Exercise description
State the number of lines in the records underneath where the word "shoreline" turns up, and say nothing else.

Data items:
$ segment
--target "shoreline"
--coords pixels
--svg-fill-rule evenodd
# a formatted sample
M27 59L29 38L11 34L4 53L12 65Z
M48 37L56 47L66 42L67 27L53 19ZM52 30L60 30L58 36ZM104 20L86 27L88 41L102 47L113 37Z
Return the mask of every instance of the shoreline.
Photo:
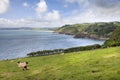
M93 45L96 45L96 44L93 44ZM86 45L86 46L76 46L76 47L69 47L69 48L64 48L64 49L61 49L61 48L58 48L58 49L49 49L49 50L38 50L38 51L35 51L35 52L40 52L40 51L56 51L56 50L62 50L60 51L58 54L61 54L61 53L64 53L63 50L67 50L67 49L72 49L72 48L78 48L78 47L87 47L87 46L93 46L93 45ZM101 44L98 44L101 46ZM26 56L21 56L21 57L16 57L16 58L6 58L6 59L0 59L0 61L8 61L8 60L15 60L15 59L22 59L22 58L29 58L28 54L30 53L34 53L34 52L29 52L26 54ZM57 54L53 54L53 55L57 55ZM49 56L49 55L47 55ZM34 57L34 56L33 56Z
M108 37L103 37L103 36L98 36L98 35L93 35L93 34L84 34L84 33L80 33L80 34L73 34L73 33L66 33L66 32L56 32L54 31L54 33L58 33L58 34L65 34L65 35L73 35L73 38L84 38L84 39L94 39L94 40L108 40Z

Reply to the exercise
2